DATA FOR THIS TASK: Begin
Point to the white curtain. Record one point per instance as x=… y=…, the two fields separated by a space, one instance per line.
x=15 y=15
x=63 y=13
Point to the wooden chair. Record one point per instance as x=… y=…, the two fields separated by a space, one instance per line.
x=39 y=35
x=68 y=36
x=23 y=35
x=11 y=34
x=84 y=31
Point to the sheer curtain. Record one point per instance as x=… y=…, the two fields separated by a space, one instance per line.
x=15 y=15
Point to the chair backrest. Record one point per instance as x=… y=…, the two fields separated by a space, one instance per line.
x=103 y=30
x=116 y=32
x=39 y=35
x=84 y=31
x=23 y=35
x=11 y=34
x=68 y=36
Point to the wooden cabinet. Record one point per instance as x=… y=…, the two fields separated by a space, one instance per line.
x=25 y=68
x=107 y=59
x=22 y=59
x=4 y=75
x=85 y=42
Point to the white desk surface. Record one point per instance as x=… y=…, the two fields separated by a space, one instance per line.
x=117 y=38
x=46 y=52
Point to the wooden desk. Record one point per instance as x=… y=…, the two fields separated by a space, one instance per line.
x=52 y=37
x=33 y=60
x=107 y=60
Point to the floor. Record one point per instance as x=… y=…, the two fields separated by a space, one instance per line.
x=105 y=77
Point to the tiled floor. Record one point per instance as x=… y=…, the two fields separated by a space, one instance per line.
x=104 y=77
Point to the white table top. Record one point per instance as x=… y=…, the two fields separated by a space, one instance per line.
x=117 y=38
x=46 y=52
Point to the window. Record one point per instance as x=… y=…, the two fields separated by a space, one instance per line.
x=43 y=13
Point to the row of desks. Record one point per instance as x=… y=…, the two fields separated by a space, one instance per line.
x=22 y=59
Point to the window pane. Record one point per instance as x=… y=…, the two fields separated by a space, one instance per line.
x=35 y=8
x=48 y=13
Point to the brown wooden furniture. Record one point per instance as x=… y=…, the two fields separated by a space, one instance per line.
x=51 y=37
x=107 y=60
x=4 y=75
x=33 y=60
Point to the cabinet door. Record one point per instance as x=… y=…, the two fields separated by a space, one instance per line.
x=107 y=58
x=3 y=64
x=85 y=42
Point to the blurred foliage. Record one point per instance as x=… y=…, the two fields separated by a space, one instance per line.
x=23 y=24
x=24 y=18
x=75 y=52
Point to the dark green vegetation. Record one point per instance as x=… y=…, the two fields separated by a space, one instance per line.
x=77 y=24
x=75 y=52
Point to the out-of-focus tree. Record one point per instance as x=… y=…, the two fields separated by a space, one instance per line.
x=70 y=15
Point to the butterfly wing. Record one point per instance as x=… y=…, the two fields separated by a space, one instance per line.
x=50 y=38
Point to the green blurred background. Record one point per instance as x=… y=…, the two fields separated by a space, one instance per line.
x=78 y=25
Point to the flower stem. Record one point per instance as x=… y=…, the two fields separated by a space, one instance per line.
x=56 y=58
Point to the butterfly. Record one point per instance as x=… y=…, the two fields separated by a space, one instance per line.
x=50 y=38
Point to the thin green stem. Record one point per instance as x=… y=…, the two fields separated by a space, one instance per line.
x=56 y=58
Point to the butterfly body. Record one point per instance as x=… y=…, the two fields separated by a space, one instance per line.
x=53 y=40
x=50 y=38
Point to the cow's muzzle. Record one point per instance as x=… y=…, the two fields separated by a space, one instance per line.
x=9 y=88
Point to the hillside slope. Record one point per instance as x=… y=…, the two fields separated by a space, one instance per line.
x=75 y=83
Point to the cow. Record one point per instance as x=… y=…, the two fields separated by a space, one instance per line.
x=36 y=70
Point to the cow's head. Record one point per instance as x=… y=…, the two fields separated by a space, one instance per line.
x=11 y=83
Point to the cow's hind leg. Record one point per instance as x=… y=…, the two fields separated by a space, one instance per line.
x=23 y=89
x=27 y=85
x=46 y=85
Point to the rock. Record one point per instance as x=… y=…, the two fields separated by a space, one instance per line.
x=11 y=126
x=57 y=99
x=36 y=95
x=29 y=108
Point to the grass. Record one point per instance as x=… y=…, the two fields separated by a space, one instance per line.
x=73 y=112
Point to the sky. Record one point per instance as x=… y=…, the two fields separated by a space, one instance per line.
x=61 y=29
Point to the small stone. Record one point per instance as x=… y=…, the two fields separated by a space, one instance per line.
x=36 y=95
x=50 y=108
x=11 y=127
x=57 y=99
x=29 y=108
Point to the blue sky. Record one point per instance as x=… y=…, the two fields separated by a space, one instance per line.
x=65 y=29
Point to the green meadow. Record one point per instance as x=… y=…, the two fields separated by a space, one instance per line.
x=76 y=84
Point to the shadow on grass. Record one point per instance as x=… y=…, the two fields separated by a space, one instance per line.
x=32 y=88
DATA FOR THIS TASK: End
§ **EXERCISE**:
Transcribe the entire listing above exactly as written.

§ **EXERCISE SOLUTION**:
Point to the white curtain. Record one point per instance as x=… y=…, the two fields separated by a space, one instance per line.
x=15 y=15
x=63 y=13
Point to the wooden chair. Record one point per instance as x=… y=…, the two fields separated by a space, one instance per line.
x=39 y=35
x=68 y=36
x=23 y=35
x=11 y=34
x=84 y=31
Point to the sheer curtain. Record one point per instance as x=… y=…, the two fields separated by a space, one instance per line.
x=15 y=15
Point to the chair backrest. Record one point per instance as x=… y=…, the two fields separated by a space, one instance per line.
x=103 y=30
x=116 y=32
x=39 y=35
x=84 y=31
x=23 y=35
x=11 y=34
x=68 y=36
Point to the wooden cabinet. Record one point per instance as x=… y=…, the two fields separated by a space, one instance per line.
x=25 y=68
x=107 y=59
x=22 y=59
x=4 y=75
x=85 y=42
Point to the white desk surface. Record one point per instance as x=… y=…, the two fields separated by a space, one instance per line.
x=117 y=38
x=46 y=52
Point to the wooden desk. Record one point per instance as x=… y=…, the two fields separated by a space, one instance per line.
x=52 y=37
x=33 y=60
x=107 y=60
Point to the floor. Record one point per instance as x=… y=…, the two fields separated by a space, one instance per line.
x=105 y=77
Point to the tiled floor. Record one point per instance as x=… y=…, the two fields separated by a space, one instance per line.
x=104 y=77
Point to the white table top. Record one point per instance as x=… y=…, the two fields separated by a space, one instance per line.
x=117 y=38
x=46 y=52
Point to the window. Record one point per instance as x=… y=…, the two fields separated by a space, one instance per line.
x=43 y=13
Point to the row of desks. Record one point per instance as x=… y=…, the two fields separated by a space, one instance per line.
x=22 y=59
Point to the window pane. Record one point per instance as x=… y=…, the two fields separated by a space, one instance per line.
x=35 y=8
x=48 y=13
Point to the brown wooden furniture. Record one point per instance as x=… y=…, the two fields separated by a space, one instance per line.
x=51 y=37
x=107 y=60
x=4 y=75
x=33 y=60
Point to the cabinet door. Record one point per instance as x=… y=…, the two fields separated by a space, one instance per line.
x=107 y=58
x=3 y=64
x=85 y=42
Point to the blurred foliage. Record one point per instance as x=… y=…, the two fields separated by a space, one instance per line.
x=23 y=24
x=24 y=18
x=75 y=52
Point to the dark green vegetation. Record one point per instance as x=… y=…, the two fields separated by a space, one instance per line.
x=77 y=24
x=75 y=52
Point to the out-of-focus tree. Record one point per instance as x=… y=…, the two fields separated by a space, one instance per line.
x=70 y=15
Point to the butterfly wing. Record one point per instance as x=… y=…, the two fields separated by a space, one instance per line.
x=50 y=38
Point to the green blurred background. Record one point per instance as x=… y=…, the two fields separated by a space, one instance per line.
x=78 y=25
Point to the flower stem. Record one point per instance as x=… y=…, the two fields separated by a space, one instance per line.
x=56 y=58
Point to the butterfly. Record one point per instance as x=… y=…, the two fields separated by a space, one instance per line.
x=50 y=38
Point to the thin green stem. Record one point per instance as x=… y=…, the two fields separated by a space, one instance per line.
x=56 y=58
Point to the butterfly body. Record one point per instance as x=… y=…, the two fields separated by a space, one instance per line.
x=53 y=40
x=50 y=38
Point to the cow's muzzle. Record one point per instance as x=… y=…, the two fields separated by a space, one instance per line.
x=9 y=88
Point to the hillside slope. Record one point per instance as x=… y=…, the two fields separated by a space, one instance per line.
x=75 y=83
Point to the cow. Record one point per instance as x=… y=…, the two fields separated by a space, one instance per line.
x=36 y=70
Point to the cow's head. Record one point per instance as x=… y=…, the two fields separated by a space, one instance per line.
x=11 y=83
Point to the cow's hind leg. Record one point per instance as x=… y=…, the two fields separated by a space, one instance per line.
x=23 y=89
x=27 y=85
x=46 y=85
Point to the rock. Record one point per instance as x=… y=…, the two fields separated by a space, one instance per line.
x=11 y=126
x=57 y=99
x=36 y=95
x=29 y=108
Point to the grass. Record one point per instance as x=… y=…, the two fields separated by a space, one instance per line.
x=73 y=112
Point to the sky. Record one point per instance as x=… y=…, the two fields separated by a space, one instance per line.
x=61 y=29
Point to the small stone. Record one point per instance as x=… y=…, the two fields separated by a space, one instance per line.
x=36 y=95
x=50 y=108
x=11 y=127
x=57 y=99
x=29 y=108
Point to the blue sky. Record one point per instance as x=… y=…, the two fields separated by a space, one instance per line.
x=65 y=29
Point to the green meadow. Record one point per instance as x=… y=…, the two fields separated by a space, one instance per line.
x=76 y=84
Point to the shadow on grass. Record one point per instance as x=… y=…, the two fields separated by a space, one instance per line.
x=32 y=88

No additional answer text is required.